**PROBLEM REQUIREMENTS**
Look through the entries for the string "ground", and copy each line that holds it.
# # #
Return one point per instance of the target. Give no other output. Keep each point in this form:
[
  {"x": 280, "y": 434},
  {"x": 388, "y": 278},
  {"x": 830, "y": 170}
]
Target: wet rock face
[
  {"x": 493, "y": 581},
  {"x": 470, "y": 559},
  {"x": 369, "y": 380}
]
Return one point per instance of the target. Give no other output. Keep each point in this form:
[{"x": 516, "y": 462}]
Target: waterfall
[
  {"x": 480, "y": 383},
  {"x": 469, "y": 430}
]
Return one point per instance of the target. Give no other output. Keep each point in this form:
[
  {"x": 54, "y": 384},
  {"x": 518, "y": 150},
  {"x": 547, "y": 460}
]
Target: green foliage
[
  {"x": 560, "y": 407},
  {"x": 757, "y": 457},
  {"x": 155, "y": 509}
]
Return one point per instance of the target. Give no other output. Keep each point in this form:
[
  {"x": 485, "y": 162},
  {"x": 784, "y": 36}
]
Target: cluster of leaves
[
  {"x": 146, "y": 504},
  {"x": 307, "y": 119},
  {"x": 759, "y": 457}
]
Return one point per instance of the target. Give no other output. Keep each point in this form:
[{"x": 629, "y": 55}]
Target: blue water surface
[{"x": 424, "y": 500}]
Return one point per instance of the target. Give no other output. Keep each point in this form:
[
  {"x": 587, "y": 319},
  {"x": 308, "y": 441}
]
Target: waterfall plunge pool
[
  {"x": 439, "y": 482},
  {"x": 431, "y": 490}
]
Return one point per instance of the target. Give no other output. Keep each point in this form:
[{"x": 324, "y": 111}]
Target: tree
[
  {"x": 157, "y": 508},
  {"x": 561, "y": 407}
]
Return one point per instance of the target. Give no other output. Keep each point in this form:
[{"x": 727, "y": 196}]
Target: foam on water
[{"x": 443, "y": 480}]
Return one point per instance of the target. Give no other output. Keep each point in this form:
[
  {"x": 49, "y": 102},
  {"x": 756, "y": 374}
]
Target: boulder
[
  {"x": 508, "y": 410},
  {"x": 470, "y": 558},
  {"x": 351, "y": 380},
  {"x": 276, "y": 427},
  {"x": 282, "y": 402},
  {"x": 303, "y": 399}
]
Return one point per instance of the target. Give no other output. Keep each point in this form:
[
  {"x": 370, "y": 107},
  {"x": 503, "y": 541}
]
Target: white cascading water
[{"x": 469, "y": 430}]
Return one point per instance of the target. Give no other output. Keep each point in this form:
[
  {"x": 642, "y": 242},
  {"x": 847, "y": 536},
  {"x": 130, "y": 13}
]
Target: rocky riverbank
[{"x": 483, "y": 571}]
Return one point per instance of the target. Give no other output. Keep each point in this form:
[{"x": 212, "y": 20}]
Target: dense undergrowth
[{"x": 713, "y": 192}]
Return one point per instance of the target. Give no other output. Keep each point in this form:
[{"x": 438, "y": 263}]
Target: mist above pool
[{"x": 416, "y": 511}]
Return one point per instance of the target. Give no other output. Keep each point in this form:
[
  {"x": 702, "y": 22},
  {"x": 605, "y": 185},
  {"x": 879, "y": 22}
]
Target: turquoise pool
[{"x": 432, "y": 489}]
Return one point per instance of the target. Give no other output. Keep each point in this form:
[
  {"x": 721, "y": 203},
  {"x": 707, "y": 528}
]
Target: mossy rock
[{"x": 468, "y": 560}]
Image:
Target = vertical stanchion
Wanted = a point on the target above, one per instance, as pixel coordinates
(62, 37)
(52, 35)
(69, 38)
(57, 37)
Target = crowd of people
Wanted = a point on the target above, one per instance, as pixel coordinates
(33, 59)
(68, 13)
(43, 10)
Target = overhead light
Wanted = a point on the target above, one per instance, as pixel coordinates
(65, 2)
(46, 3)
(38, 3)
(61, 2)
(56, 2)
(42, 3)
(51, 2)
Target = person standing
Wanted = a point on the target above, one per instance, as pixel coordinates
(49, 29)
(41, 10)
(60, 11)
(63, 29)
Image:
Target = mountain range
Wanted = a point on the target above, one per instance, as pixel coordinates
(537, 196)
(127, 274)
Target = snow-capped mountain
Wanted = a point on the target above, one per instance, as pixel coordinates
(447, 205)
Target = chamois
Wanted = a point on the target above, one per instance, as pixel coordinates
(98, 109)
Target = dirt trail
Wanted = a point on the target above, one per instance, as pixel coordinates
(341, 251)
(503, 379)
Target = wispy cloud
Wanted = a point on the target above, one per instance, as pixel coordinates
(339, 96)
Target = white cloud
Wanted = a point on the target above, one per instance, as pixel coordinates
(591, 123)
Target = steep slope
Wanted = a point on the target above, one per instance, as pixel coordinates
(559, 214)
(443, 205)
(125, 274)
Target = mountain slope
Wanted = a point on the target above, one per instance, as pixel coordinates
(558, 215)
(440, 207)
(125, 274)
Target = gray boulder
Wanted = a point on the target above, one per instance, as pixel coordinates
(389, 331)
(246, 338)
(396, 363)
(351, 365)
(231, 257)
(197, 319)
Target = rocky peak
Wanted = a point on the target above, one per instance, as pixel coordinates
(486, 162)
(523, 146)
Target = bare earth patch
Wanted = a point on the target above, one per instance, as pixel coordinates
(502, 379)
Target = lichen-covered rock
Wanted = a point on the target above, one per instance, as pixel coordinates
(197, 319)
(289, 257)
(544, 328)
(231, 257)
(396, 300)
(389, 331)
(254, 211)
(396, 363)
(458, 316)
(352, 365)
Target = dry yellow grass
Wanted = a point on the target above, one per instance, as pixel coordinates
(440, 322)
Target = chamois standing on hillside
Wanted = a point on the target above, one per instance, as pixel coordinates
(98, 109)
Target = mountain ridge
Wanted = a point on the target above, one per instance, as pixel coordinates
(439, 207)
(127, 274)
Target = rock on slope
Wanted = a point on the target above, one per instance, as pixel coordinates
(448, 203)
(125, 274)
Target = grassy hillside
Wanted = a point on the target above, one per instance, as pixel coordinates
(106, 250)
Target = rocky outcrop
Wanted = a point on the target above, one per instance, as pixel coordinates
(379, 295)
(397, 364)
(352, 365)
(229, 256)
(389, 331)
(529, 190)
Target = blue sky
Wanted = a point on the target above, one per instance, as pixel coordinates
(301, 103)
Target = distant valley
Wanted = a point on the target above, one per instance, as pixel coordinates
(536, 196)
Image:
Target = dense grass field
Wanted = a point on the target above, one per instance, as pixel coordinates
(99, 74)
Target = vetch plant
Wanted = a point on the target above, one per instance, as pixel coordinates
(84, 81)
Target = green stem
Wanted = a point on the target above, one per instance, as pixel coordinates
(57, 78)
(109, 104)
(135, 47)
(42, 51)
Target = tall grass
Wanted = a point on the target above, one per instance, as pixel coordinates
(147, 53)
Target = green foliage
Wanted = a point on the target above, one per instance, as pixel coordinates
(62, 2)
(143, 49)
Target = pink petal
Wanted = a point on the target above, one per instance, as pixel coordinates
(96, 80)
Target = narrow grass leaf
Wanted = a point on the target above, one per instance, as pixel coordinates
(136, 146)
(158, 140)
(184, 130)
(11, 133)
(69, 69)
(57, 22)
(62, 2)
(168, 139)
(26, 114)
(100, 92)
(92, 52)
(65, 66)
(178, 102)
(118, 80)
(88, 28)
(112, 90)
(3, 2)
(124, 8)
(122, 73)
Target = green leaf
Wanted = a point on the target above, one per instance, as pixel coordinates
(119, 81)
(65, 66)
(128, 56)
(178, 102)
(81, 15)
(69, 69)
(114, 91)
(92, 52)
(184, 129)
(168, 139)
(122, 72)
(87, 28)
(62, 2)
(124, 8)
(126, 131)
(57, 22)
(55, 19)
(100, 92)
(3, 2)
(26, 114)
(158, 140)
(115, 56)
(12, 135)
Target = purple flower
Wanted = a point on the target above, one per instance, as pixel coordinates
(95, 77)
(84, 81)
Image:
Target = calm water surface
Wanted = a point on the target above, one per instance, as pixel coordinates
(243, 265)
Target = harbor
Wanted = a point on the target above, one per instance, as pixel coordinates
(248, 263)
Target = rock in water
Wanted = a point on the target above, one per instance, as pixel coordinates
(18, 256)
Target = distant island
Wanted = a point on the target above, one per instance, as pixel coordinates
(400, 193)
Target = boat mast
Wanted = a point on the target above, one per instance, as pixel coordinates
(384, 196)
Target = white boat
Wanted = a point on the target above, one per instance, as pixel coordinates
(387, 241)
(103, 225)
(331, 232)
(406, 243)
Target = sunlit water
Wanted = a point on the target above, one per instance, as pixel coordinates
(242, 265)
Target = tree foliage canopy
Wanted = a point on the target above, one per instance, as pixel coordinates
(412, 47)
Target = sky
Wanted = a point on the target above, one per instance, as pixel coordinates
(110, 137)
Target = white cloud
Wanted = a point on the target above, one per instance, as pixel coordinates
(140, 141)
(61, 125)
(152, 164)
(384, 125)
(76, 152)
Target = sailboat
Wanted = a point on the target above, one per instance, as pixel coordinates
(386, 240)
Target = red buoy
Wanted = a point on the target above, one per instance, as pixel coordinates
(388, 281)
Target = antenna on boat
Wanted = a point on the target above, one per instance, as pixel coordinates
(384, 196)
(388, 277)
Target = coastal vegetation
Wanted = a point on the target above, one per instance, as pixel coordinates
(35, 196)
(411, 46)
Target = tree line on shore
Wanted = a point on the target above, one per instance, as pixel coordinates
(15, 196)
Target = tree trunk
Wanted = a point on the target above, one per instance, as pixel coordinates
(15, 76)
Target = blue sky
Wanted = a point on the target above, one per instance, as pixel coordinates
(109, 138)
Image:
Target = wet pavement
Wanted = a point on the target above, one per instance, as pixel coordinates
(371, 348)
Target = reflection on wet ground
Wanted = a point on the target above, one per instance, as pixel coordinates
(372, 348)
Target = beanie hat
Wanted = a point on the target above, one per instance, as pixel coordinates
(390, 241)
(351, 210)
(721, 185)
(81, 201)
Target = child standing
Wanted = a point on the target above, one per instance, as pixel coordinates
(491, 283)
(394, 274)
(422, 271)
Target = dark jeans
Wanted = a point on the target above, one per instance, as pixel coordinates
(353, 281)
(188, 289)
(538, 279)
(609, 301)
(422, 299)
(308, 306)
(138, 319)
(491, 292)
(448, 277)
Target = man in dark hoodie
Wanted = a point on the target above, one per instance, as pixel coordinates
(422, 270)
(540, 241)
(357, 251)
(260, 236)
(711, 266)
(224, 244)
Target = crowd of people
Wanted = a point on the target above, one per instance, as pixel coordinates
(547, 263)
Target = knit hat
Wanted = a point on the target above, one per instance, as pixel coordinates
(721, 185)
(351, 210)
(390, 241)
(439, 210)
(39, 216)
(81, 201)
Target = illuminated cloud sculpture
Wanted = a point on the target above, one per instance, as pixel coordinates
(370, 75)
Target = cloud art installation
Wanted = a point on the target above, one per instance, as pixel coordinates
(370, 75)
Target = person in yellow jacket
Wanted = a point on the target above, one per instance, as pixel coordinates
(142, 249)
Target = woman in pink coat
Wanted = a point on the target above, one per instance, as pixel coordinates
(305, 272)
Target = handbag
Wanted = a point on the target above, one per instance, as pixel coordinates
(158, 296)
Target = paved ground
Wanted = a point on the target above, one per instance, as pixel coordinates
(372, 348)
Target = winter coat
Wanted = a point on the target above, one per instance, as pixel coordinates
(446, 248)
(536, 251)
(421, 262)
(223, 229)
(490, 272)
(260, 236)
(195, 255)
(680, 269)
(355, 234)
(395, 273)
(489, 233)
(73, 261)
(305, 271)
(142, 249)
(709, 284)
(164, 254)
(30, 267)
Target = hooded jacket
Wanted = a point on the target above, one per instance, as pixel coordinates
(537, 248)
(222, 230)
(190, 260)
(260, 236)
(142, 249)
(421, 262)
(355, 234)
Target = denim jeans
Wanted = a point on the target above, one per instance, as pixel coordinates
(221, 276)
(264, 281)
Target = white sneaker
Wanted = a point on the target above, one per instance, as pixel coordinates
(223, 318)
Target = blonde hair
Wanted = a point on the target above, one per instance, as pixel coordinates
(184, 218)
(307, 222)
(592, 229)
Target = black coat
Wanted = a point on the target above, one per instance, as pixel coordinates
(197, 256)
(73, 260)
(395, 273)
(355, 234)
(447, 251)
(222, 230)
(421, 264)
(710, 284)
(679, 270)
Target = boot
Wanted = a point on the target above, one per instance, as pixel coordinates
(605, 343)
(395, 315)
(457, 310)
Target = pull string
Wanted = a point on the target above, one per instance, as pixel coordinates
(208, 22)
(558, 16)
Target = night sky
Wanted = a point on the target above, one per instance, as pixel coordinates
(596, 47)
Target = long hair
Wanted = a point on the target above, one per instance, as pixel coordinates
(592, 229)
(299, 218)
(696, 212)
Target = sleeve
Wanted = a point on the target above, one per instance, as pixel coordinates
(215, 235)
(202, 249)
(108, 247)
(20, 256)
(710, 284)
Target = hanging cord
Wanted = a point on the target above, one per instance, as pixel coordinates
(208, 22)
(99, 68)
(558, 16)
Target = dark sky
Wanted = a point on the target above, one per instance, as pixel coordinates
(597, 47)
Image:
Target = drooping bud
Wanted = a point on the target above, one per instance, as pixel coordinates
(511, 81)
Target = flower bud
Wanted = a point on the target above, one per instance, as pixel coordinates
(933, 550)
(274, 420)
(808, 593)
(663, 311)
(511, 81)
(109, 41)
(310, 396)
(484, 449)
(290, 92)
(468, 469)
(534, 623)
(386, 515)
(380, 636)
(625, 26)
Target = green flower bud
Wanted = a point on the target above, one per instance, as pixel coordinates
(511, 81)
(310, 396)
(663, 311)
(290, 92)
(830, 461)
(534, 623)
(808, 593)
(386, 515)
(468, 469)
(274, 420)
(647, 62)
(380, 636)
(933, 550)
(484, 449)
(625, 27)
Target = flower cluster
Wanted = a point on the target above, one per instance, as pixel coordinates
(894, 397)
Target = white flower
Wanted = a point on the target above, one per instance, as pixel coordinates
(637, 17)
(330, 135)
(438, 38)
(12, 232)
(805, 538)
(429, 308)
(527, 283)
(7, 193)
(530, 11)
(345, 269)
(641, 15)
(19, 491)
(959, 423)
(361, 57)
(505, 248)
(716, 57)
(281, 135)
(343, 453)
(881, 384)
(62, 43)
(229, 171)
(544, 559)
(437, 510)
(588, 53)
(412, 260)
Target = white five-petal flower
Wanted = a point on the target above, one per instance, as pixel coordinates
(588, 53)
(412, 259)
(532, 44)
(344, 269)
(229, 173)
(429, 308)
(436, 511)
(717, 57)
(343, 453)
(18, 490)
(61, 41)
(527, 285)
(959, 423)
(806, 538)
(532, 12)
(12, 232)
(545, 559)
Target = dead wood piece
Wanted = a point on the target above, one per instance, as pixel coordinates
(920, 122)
# # #
**PROBLEM SOLUTION**
Target = reflection on wet ground
Target = paved ground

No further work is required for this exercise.